Passage shown:
Federal Court of Australia
Nicholls (Trustee) v Australian Securities and Investments Commission, in the matter of Lawson [2023] FCA 1368
ORDERS
DATE OF ORDER: | 2 NOVEMBER 2023 |
THE COURT ORDERS THAT:
1. Pursuant to s 601AH(2) of the Corporations Act 2001 (Cth) (Corporations Act), the Australian Securities and Investment Commission (ASIC) reinstate the registration of Shirley Lawson Pty Ltd (ACN 134 368 442) (Company).
2. Pursuant to s 601AH(3)(d) of the Corporations Act, that on reinstatement of the registration of the Company, Shirley Thelma Lawson be appointed as a director and secretary.
3. Pursuant to s 601AH(3)(d) of the Corporations Act, that within 7 days of the making of these orders, the applicant is to lodge a copy of these orders with ASIC.
4. Pursuant to s 23 and s 57 of the Federal Court of Australia Act 1976 (Cth), Alan Richard Nicholls, in his capacity as trustee of the bankrupt estate of Shirley Thelma Lawson (Trustee) of Suite 6, 459 Peel Street, Tamworth in the State of New South Wales be appointed as receiver (Receiver) of the property of the Shirley Investment Trust (Trust Property).
5. The Receiver be authorised to take possession of, preserve, maintain and realise the Trust Property.
6. The Receiver have all the powers that a receiver has in respect of the business and property of a company under s 420 of the Corporations Act as if the reference in that section to ‘the corporation’ was a reference to the Shirley Investment Trust including, without limitation, the power to do all things necessary or convenient to:
a. sell or realise the Trust Property; and
b. distribute the proceeds of the sale of Trust Property (after payment of the costs, expenses and renumeration of the Receiver in his capacity as the Receiver) to the creditors of the Shirley Investment Trust and to pay the balance, if any, to the Company in its capacity as trustee of that trust or to any person or company appointed to that role in place of the Company.
7. The need for the Receivers to file a guarantee under r 14.21 and r 14.22 of the Federal Court Rules 2011 (Cth) be dispensed with.

Location annotation dataset excerpts:
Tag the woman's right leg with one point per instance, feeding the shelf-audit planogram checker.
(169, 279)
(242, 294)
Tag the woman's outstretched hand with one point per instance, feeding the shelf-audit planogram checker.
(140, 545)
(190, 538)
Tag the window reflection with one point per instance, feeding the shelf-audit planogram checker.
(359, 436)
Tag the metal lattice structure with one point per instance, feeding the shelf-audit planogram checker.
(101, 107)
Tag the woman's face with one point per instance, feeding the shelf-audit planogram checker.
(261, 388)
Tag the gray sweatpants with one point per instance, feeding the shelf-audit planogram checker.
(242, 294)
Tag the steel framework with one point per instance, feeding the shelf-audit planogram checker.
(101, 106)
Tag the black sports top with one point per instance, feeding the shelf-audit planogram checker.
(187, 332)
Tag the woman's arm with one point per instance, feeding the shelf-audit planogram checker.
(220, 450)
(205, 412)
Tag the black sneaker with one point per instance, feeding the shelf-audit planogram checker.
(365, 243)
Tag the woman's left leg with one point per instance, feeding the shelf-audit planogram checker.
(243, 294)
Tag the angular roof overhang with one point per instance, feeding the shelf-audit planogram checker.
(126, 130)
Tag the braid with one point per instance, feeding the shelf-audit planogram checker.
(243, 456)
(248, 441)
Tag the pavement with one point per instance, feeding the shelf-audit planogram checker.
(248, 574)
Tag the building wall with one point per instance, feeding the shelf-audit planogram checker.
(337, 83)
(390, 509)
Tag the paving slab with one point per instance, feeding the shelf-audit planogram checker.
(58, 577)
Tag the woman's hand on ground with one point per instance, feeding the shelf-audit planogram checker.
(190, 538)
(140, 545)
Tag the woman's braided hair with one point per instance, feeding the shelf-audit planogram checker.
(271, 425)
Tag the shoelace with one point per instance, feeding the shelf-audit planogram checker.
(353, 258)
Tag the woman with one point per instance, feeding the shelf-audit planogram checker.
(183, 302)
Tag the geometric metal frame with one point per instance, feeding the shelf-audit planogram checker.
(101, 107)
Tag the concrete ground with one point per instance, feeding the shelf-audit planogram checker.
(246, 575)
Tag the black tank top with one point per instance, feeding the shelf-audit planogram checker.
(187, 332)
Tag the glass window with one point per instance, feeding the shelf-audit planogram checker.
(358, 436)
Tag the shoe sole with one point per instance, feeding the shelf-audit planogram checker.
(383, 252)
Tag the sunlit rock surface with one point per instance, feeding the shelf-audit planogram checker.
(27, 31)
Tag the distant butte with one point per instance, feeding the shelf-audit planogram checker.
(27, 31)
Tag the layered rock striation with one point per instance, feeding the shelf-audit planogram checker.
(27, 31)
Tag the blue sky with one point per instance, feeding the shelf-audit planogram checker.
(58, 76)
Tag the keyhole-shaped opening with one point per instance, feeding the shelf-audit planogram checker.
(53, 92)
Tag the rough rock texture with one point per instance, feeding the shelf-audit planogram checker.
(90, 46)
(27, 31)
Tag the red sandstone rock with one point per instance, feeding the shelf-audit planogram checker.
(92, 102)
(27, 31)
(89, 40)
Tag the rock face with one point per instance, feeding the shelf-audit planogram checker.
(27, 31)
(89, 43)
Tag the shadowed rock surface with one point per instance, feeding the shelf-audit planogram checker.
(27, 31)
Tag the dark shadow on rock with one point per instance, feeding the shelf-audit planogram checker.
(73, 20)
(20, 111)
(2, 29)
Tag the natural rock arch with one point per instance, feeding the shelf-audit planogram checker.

To-do list:
• a. Name every piece of legislation or set of rules cited in the court orders, with its year.
• b. Under the court orders, how long does the applicant have to lodge a copy of the orders with ASIC?
• c. Copy the court orders from "2. Pursuant to" to "Trust (Trust Property).".
The data come from a separate source and have no connection to the court orders.

Answers provided:
• a.
Corporations Act 2001 (Cth)
Federal Court of Australia Act 1976 (Cth)
Federal Court Rules 2011 (Cth)

• b. Within 7 days of the making of the orders.

• c.
2. Pursuant to s 601AH(3)(d) of the Corporations Act, that on reinstatement of the registration of the Company, Shirley Thelma Lawson be appointed as a director and secretary.
3. Pursuant to s 601AH(3)(d) of the Corporations Act, that within 7 days of the making of these orders, the applicant is to lodge a copy of these orders with ASIC.
4. Pursuant to s 23 and s 57 of the Federal Court of Australia Act 1976 (Cth), Alan Richard Nicholls, in his capacity as trustee of the bankrupt estate of Shirley Thelma Lawson (Trustee) of Suite 6, 459 Peel Street, Tamworth in the State of New South Wales be appointed as receiver (Receiver) of the property of the Shirley Investment Trust (Trust Property).